* [What you have to do]:
Would you copy out each line of the records below that includes the word "forest"?

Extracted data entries
Start of Block
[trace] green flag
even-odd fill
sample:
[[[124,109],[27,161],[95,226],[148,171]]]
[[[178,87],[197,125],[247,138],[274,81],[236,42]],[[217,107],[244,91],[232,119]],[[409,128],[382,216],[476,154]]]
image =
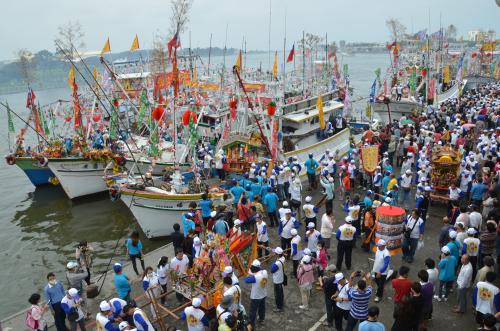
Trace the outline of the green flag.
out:
[[[115,140],[118,137],[117,125],[118,125],[118,108],[115,107],[116,100],[113,101],[111,105],[111,120],[109,122],[109,137]]]
[[[7,103],[7,125],[9,127],[9,133],[15,133],[14,122],[12,121],[12,114],[10,113],[9,103]]]
[[[347,63],[344,64],[344,69],[342,71],[344,72],[344,76],[349,74],[349,65]]]
[[[415,70],[409,77],[410,91],[415,92],[417,90],[417,73]]]
[[[159,132],[157,130],[157,126],[156,126],[155,122],[153,122],[153,126],[151,126],[151,136],[149,138],[149,156],[156,157],[159,155],[158,135],[159,135]]]
[[[144,120],[144,115],[146,115],[146,110],[148,109],[149,102],[146,90],[142,90],[139,106],[139,116],[137,118],[137,124],[141,125]]]
[[[375,69],[375,76],[377,76],[378,87],[382,86],[382,81],[380,80],[381,70],[380,68]]]

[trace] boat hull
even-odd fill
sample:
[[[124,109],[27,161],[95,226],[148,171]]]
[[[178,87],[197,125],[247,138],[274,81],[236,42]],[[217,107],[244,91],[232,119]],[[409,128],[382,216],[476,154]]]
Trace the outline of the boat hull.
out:
[[[104,192],[108,189],[102,179],[106,168],[105,162],[60,159],[54,162],[49,161],[48,166],[70,199]]]
[[[391,111],[390,118],[393,121],[399,120],[403,115],[409,116],[415,111],[420,113],[423,109],[420,104],[411,101],[391,101],[389,108]],[[389,111],[385,103],[375,102],[373,104],[373,112],[380,117],[382,123],[389,123]]]
[[[30,182],[35,186],[50,184],[49,179],[55,177],[54,173],[47,167],[43,166],[32,157],[16,158],[16,165],[26,174]]]
[[[189,210],[189,203],[199,202],[201,194],[177,195],[166,198],[163,195],[138,193],[131,190],[121,192],[120,199],[130,209],[142,231],[150,239],[166,237],[178,223],[182,229],[181,216]],[[214,205],[222,202],[213,199]]]

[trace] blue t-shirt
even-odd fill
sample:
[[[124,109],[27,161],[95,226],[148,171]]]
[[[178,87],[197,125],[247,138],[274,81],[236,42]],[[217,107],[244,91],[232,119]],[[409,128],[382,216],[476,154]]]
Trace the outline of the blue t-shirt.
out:
[[[455,280],[455,268],[457,259],[450,255],[439,262],[439,280],[443,282],[452,282]]]
[[[373,201],[369,197],[365,197],[363,199],[363,203],[365,204],[366,207],[371,207],[373,206]]]
[[[116,293],[120,299],[124,299],[130,292],[130,283],[128,282],[127,275],[121,273],[120,275],[115,274],[115,288]]]
[[[305,163],[305,166],[307,173],[313,175],[316,173],[316,168],[319,166],[319,164],[315,159],[308,159]]]
[[[366,320],[359,324],[359,331],[385,331],[385,326],[379,321]]]
[[[137,240],[137,246],[132,245],[132,239],[127,239],[125,242],[125,246],[127,246],[128,253],[130,255],[139,255],[142,251],[142,242]]]
[[[238,203],[240,201],[240,197],[241,197],[241,194],[243,192],[245,192],[245,189],[241,186],[233,186],[231,187],[231,189],[229,190],[233,196],[234,196],[234,200],[233,200],[233,203]]]
[[[210,199],[200,200],[201,217],[210,217],[212,213],[213,202]]]
[[[475,183],[472,185],[472,189],[470,191],[472,200],[483,200],[483,195],[486,191],[488,191],[486,185],[483,183]]]
[[[264,197],[264,204],[266,205],[266,210],[270,213],[276,211],[278,205],[278,196],[274,192],[267,193]]]

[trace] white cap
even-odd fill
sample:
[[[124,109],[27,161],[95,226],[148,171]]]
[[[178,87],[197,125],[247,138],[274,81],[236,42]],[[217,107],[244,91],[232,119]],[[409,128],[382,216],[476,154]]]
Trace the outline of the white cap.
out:
[[[304,255],[304,257],[302,257],[302,262],[303,263],[311,262],[311,257],[309,255]]]
[[[330,183],[333,183],[333,177],[328,177],[328,181],[329,181]]]
[[[304,248],[304,251],[303,251],[304,255],[311,255],[311,250],[309,248]]]
[[[194,237],[194,239],[193,239],[193,244],[195,244],[195,245],[199,245],[199,244],[201,244],[201,240],[200,240],[200,238],[198,238],[198,237]]]
[[[311,229],[311,228],[316,227],[316,225],[314,225],[314,223],[313,223],[313,222],[309,222],[309,223],[307,223],[307,227],[308,227],[309,229]]]
[[[75,295],[78,295],[78,290],[76,288],[70,288],[68,290],[68,294],[74,297]]]
[[[288,207],[288,201],[283,201],[283,207]]]
[[[341,272],[338,272],[335,274],[335,280],[333,281],[335,284],[338,284],[339,281],[344,279],[344,274]]]
[[[107,301],[101,301],[101,303],[99,304],[99,309],[101,311],[110,311],[111,306],[109,305],[109,303]]]
[[[351,216],[347,216],[347,217],[345,218],[345,222],[346,222],[346,223],[352,223],[352,221],[353,221],[353,219],[352,219],[352,217],[351,217]]]
[[[470,235],[470,236],[473,236],[477,233],[476,229],[474,228],[469,228],[467,229],[467,234]]]
[[[199,307],[201,305],[201,299],[200,298],[193,298],[192,304],[193,304],[193,307]]]
[[[452,230],[448,233],[448,235],[451,239],[455,239],[457,237],[457,232]]]
[[[411,175],[411,170],[410,169],[406,170],[406,174]]]
[[[385,240],[384,240],[384,239],[379,239],[379,240],[377,241],[377,246],[385,246],[385,245],[386,245],[386,242],[385,242]]]
[[[130,325],[128,325],[128,323],[126,321],[123,321],[123,322],[120,322],[120,324],[118,324],[118,329],[120,331],[122,330],[125,330],[126,328],[128,328]]]
[[[211,213],[210,213],[210,217],[215,217],[215,215],[217,215],[217,212],[215,210],[213,210]]]
[[[385,198],[385,202],[387,202],[387,203],[391,203],[391,202],[392,202],[392,199],[391,199],[390,197],[387,197],[387,198]]]
[[[230,273],[233,272],[233,267],[231,267],[230,265],[228,265],[227,267],[224,267],[224,275],[229,275]]]
[[[240,225],[240,224],[241,224],[241,221],[239,219],[234,220],[234,225]]]
[[[448,248],[448,246],[443,246],[443,248],[441,248],[441,252],[445,254],[450,254],[450,249]]]
[[[311,198],[310,196],[307,196],[307,197],[305,198],[305,201],[306,201],[306,202],[311,202],[311,200],[312,200],[312,198]]]
[[[431,191],[432,191],[432,187],[430,187],[430,186],[426,186],[426,187],[424,188],[424,191],[425,191],[425,192],[431,192]]]
[[[260,261],[259,260],[253,260],[252,261],[252,267],[258,267],[258,268],[260,268]]]
[[[276,247],[275,249],[273,249],[273,252],[276,254],[283,254],[283,248]]]
[[[290,234],[291,234],[292,236],[296,236],[296,235],[297,235],[297,229],[291,229],[291,230],[290,230]]]
[[[76,263],[75,261],[69,261],[68,264],[66,264],[66,268],[68,269],[74,269],[78,267],[78,263]]]

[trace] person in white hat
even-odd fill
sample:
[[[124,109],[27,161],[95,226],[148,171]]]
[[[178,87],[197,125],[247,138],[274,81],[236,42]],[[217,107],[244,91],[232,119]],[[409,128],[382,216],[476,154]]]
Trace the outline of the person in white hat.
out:
[[[256,228],[257,228],[257,254],[258,257],[267,256],[269,254],[269,235],[267,233],[267,224],[262,220],[260,214],[255,214]]]
[[[411,215],[404,220],[403,238],[403,261],[413,262],[419,240],[424,240],[424,220],[418,216],[418,210],[414,209]]]
[[[78,262],[76,261],[69,261],[66,264],[66,269],[66,278],[68,279],[69,287],[76,288],[79,293],[83,294],[83,281],[88,277],[88,274],[78,270]],[[82,299],[85,301],[85,298]]]
[[[144,289],[146,296],[151,300],[160,296],[161,294],[162,290],[160,286],[160,279],[158,278],[158,275],[153,271],[153,268],[150,266],[146,267],[146,270],[144,271],[142,288]],[[150,308],[153,319],[156,319],[156,310],[154,305],[151,305]]]
[[[311,289],[314,283],[314,270],[312,259],[309,255],[304,255],[301,259],[301,263],[297,269],[297,281],[302,298],[302,304],[299,306],[299,309],[309,309],[309,297],[311,296]]]
[[[441,261],[439,261],[439,291],[434,296],[438,301],[448,301],[450,289],[455,281],[457,259],[450,254],[448,246],[441,248]]]
[[[321,233],[315,229],[316,225],[313,222],[307,224],[306,235],[304,236],[304,241],[307,243],[307,248],[311,252],[316,253],[318,251],[318,243],[323,239]]]
[[[300,223],[292,216],[292,211],[287,209],[285,211],[285,216],[280,219],[278,226],[278,235],[281,237],[281,248],[283,248],[283,250],[286,251],[287,249],[291,249],[293,237],[291,231],[297,229],[299,226]]]
[[[203,243],[201,242],[201,239],[199,237],[194,237],[193,246],[191,248],[191,256],[193,257],[193,259],[200,256],[202,246]]]
[[[377,284],[377,292],[375,302],[382,300],[384,295],[385,281],[389,271],[389,263],[391,262],[391,254],[386,248],[384,239],[377,241],[377,251],[375,252],[375,261],[373,262],[372,273],[375,275],[375,283]]]
[[[335,184],[333,183],[332,176],[321,176],[319,183],[323,186],[326,194],[325,208],[326,210],[333,210],[333,199],[335,198]]]
[[[299,267],[300,259],[302,259],[302,252],[300,251],[300,242],[302,239],[297,231],[297,229],[290,230],[290,234],[292,235],[291,244],[291,258],[293,262],[293,277],[297,277],[297,268]]]
[[[186,274],[189,266],[189,258],[182,249],[177,249],[175,251],[175,257],[170,262],[170,269],[176,274],[183,276]],[[184,302],[184,296],[180,293],[175,292],[175,296],[179,303]]]
[[[234,274],[233,267],[230,265],[224,267],[224,271],[222,272],[222,276],[224,277],[231,277],[231,283],[232,285],[239,285],[240,280],[238,279],[238,276]]]
[[[457,232],[450,230],[448,233],[449,242],[446,244],[450,249],[450,254],[455,257],[457,263],[460,261],[460,242],[457,240]]]
[[[309,191],[317,189],[316,169],[318,169],[319,163],[313,158],[312,153],[309,154],[309,158],[306,160],[304,165],[306,167],[307,180],[309,181]]]
[[[336,234],[336,238],[338,240],[337,244],[337,270],[342,269],[342,262],[344,262],[345,257],[345,265],[347,269],[351,269],[351,255],[352,255],[352,246],[353,240],[356,233],[356,228],[352,226],[352,217],[347,216],[345,218],[345,224],[342,224]]]
[[[477,262],[479,256],[479,245],[481,241],[476,238],[477,230],[474,228],[467,229],[467,238],[464,239],[464,244],[462,245],[462,254],[467,254],[469,256],[470,263],[472,265],[473,276],[472,279],[476,278],[477,273]]]
[[[184,308],[181,313],[180,318],[187,322],[188,331],[204,331],[205,327],[208,327],[208,318],[200,306],[201,299],[195,297],[191,301],[191,306]]]
[[[76,288],[70,288],[61,300],[61,308],[66,313],[71,330],[76,331],[77,325],[81,331],[85,331],[85,315],[81,308],[82,299]]]
[[[380,193],[382,188],[382,171],[380,166],[377,166],[377,168],[375,169],[372,183],[373,183],[373,190],[375,191],[375,193],[377,194]]]
[[[276,308],[273,309],[276,313],[283,312],[284,306],[284,292],[283,285],[287,285],[288,277],[285,274],[285,256],[283,249],[281,247],[276,247],[273,250],[276,254],[276,261],[271,265],[271,273],[273,274],[273,284],[274,284],[274,300]]]
[[[472,277],[472,264],[470,263],[469,256],[467,254],[460,257],[460,263],[460,272],[457,277],[458,304],[455,309],[453,309],[453,312],[457,314],[464,314],[467,309],[469,288],[471,287],[472,280],[474,278]]]
[[[401,207],[408,208],[409,203],[410,203],[410,192],[411,192],[411,182],[412,182],[413,176],[411,174],[411,170],[408,169],[406,170],[400,178],[400,183],[401,183],[401,188],[402,188],[402,193],[401,194]]]
[[[137,331],[136,328],[131,327],[128,322],[123,321],[118,324],[118,330],[120,331]]]
[[[267,297],[267,271],[261,268],[259,260],[253,260],[245,283],[252,284],[250,291],[250,324],[255,330],[255,321],[259,315],[259,322],[264,322],[266,318],[266,297]]]
[[[107,301],[101,301],[101,303],[99,304],[99,312],[97,313],[95,318],[97,330],[116,331],[119,328],[113,325],[113,323],[114,318],[113,312],[111,311],[111,305]]]
[[[288,211],[290,211],[288,201],[283,201],[283,203],[281,204],[281,208],[278,209],[278,217],[280,218],[280,220],[285,217]]]
[[[418,215],[420,215],[420,217],[424,222],[427,219],[427,211],[429,209],[429,205],[431,202],[430,200],[431,192],[432,192],[432,187],[425,186],[424,194],[417,195],[417,202],[415,204],[415,208],[418,210]]]
[[[302,210],[304,211],[304,215],[306,215],[306,224],[312,222],[314,223],[314,226],[316,227],[316,211],[317,208],[311,203],[312,198],[310,196],[307,196],[304,199],[305,203],[302,206]]]
[[[241,221],[239,219],[235,219],[231,229],[231,237],[238,238],[239,236],[241,236]]]
[[[351,287],[341,272],[335,274],[333,282],[337,285],[337,291],[333,295],[337,306],[335,311],[335,329],[343,330],[342,322],[348,319],[349,311],[351,310],[351,300],[349,299],[349,290]]]

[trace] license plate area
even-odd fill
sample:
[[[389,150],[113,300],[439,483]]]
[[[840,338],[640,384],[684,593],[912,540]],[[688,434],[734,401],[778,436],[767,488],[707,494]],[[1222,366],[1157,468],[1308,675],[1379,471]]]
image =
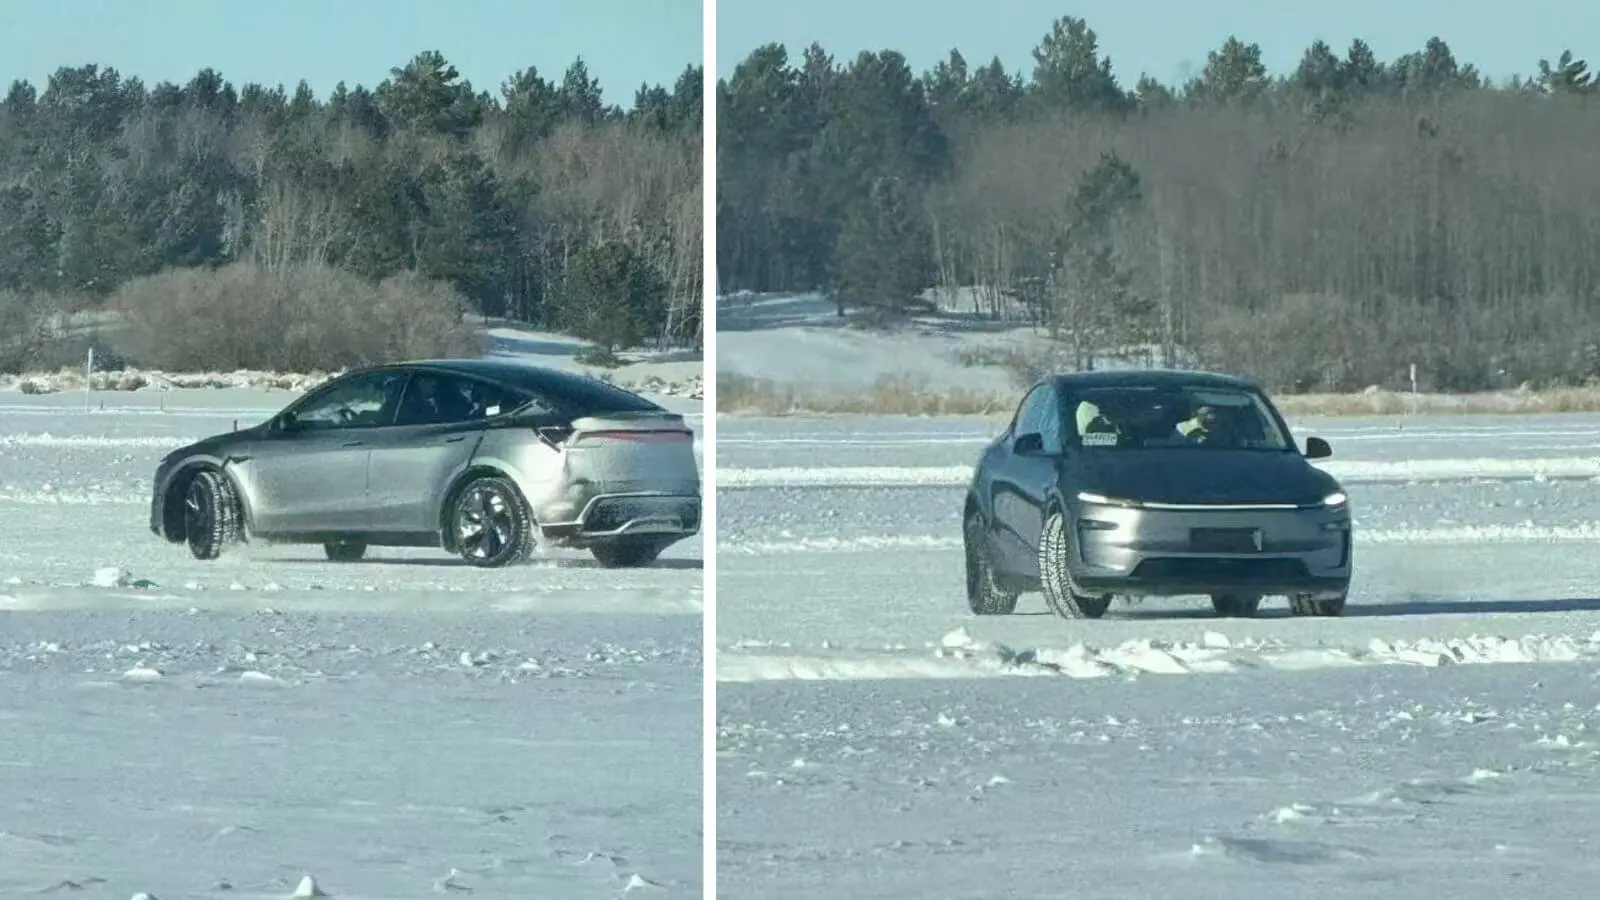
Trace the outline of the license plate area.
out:
[[[1196,553],[1260,553],[1259,528],[1191,528],[1189,549]]]

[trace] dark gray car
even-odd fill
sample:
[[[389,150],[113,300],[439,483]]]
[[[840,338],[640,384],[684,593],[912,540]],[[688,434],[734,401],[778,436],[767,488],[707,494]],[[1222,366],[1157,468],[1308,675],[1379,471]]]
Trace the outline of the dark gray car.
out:
[[[492,567],[544,540],[635,566],[699,530],[700,474],[683,417],[631,391],[507,361],[399,363],[168,454],[150,528],[199,559],[259,539]]]
[[[1350,505],[1254,383],[1204,372],[1085,372],[1035,384],[983,451],[963,526],[967,600],[1004,615],[1041,590],[1067,618],[1114,595],[1210,595],[1254,615],[1285,595],[1337,616],[1351,573]]]

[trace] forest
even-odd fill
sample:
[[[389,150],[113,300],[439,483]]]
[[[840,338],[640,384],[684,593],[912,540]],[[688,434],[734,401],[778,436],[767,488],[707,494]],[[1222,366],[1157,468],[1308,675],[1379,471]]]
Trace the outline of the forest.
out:
[[[698,346],[703,72],[608,102],[581,58],[479,90],[434,51],[367,88],[64,67],[0,102],[0,372],[328,370],[510,320]],[[482,317],[474,319],[473,317]],[[86,324],[87,323],[87,324]]]
[[[1282,391],[1600,378],[1600,107],[1570,51],[1495,81],[1442,38],[1318,41],[1274,74],[1228,37],[1163,84],[1067,17],[1032,56],[750,53],[717,84],[719,293],[866,327],[937,305],[1068,368],[1153,347]]]

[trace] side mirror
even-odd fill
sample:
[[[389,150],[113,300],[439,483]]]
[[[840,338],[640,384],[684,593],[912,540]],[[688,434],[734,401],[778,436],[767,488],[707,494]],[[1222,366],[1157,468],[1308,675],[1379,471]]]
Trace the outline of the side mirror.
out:
[[[278,416],[278,421],[273,423],[275,431],[294,431],[300,425],[299,419],[293,412],[284,412]]]
[[[1306,459],[1327,459],[1333,455],[1333,448],[1328,442],[1319,437],[1306,438]]]
[[[1018,435],[1016,442],[1011,445],[1011,452],[1018,456],[1038,456],[1044,453],[1044,435],[1036,431]]]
End of Block
* [Solution]:
[trace] forest
Trace the outline of the forest.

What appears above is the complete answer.